> _Exercise passage_:
No it does not.
GMU Econ doctoral candidate Jon Murphy asks that I repost here a link to my Winter 2004 Cato Journal article, “Does Increased International Mobility of Factors of Production Weaken the Case for Free Trade?” – a question that I answered (and still answer) in the negative.
This article was written largely in response to a series of op-eds that Paul Craig Roberts published in the early 2000s alleging that the case for free trade is weakened – that comparative advantage somehow loses its power to explain mutual gains from specialization and trade – if capital is mobile across political borders. I found that argument to be tendentious then and find it now to be no less so. It’s also a mistaken argument. My article is below the fold. (Note that I no longer believe that the principle of comparative advantage forms “the bedrock” case for free trade. It forms an important part of the case. But Jim Buchanan has since convinced me – in part through the paper of his and Yoon’s cited at the end of my article – that Adam Smith’s case for specialization and trade is no less important and bedrock than is Ricardo’s case.)

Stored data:
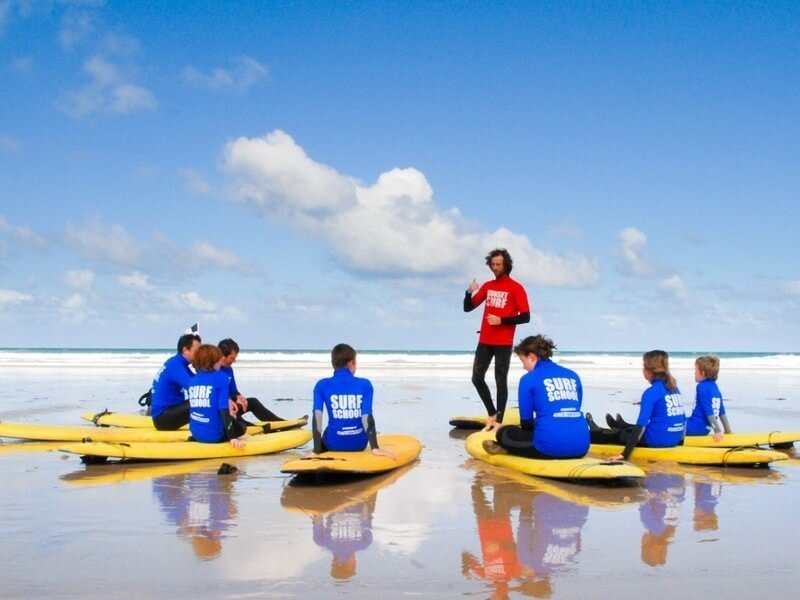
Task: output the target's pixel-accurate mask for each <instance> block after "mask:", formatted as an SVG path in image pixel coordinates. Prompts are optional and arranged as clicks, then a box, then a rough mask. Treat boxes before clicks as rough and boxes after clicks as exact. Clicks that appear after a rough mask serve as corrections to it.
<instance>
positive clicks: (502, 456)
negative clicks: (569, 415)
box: [465, 431, 644, 481]
mask: <svg viewBox="0 0 800 600" xmlns="http://www.w3.org/2000/svg"><path fill="white" fill-rule="evenodd" d="M494 439H495V434H494V432H492V431H479V432H477V433H473V434H472V435H471V436H469V437H468V438H467V440H466V442H465V445H466V449H467V452H468V453H469V454H470V456H472V457H473V458H477V459H478V460H482V461H484V462H487V463H489V464H492V465H495V466H498V467H505V468H507V469H511V470H513V471H518V472H520V473H525V474H526V475H536V476H538V477H547V478H551V479H567V480H570V481H575V480H592V479H595V480H598V479H603V480H624V479H626V478H627V479H641V478H643V477H644V471H642V470H641V469H640V468H639V467H637V466H635V465H631V464H629V463H625V462H615V463H609V462H606V461H603V460H600V459H597V458H588V457H584V458H555V459H536V458H524V457H522V456H514V455H513V454H489V453H488V452H486V450H484V449H483V442H484V441H486V440H494Z"/></svg>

> _What this exercise asks_:
1) Answer these questions about the free-trade passage:
(a) Who asked that the article link be reposted?
(b) Which journal published the article, and in which issue?
(c) Whose op-eds was the article largely written in response to?
2) Extend the free-trade passage with a few sentences that pick up after its final line.
The stored data come from a separate source.

> _Results in order_:
1)
(a) Jon Murphy, a GMU Econ doctoral candidate.
(b) The Cato Journal, in its Winter 2004 issue.
(c) Paul Craig Roberts's op-eds, published in the early 2000s.

2)
By the way, I remember that sometime in 2004, Craig Roberts – I believe in the op-ed that he wrote with Chuck Schumer – predicted that unless America dramatically reduces its trade with low-wage countries, America would become a third-world country within 20 years. Well, here it is, 14 years later. There’s no sign yet of America looking like Chad or Malawi. I’m not much worried that the next six years will get us to that condition!
DOES INCREASED INTERNATIONAL MOBILITY OF FACTORS OF PRODUCTION WEAKEN THE CASE FOR FREE TRADE?
Donald J. Boudreaux
Economist Paul Craig Roberts has recently argued, with some fanfare, that increases in the ability of factors of production to migrate internationally threaten to create conditions under which free trade no longer benefits all countries. These pronouncements are especially troubling. Roberts (unlike, say, protectionists Pat Buchanan and Lou Dobbs) is a professional economist with a genuine free-market bent to his work; his public skepticism of free trade is expressed in prestigious publications such as the New York Times; and he has formed an intellectual coalition skeptical of free trade with prominent members of Congress (most notably, Sen. Charles Schumer, D-N.Y., with whom he coauthored an op-ed in the Times.)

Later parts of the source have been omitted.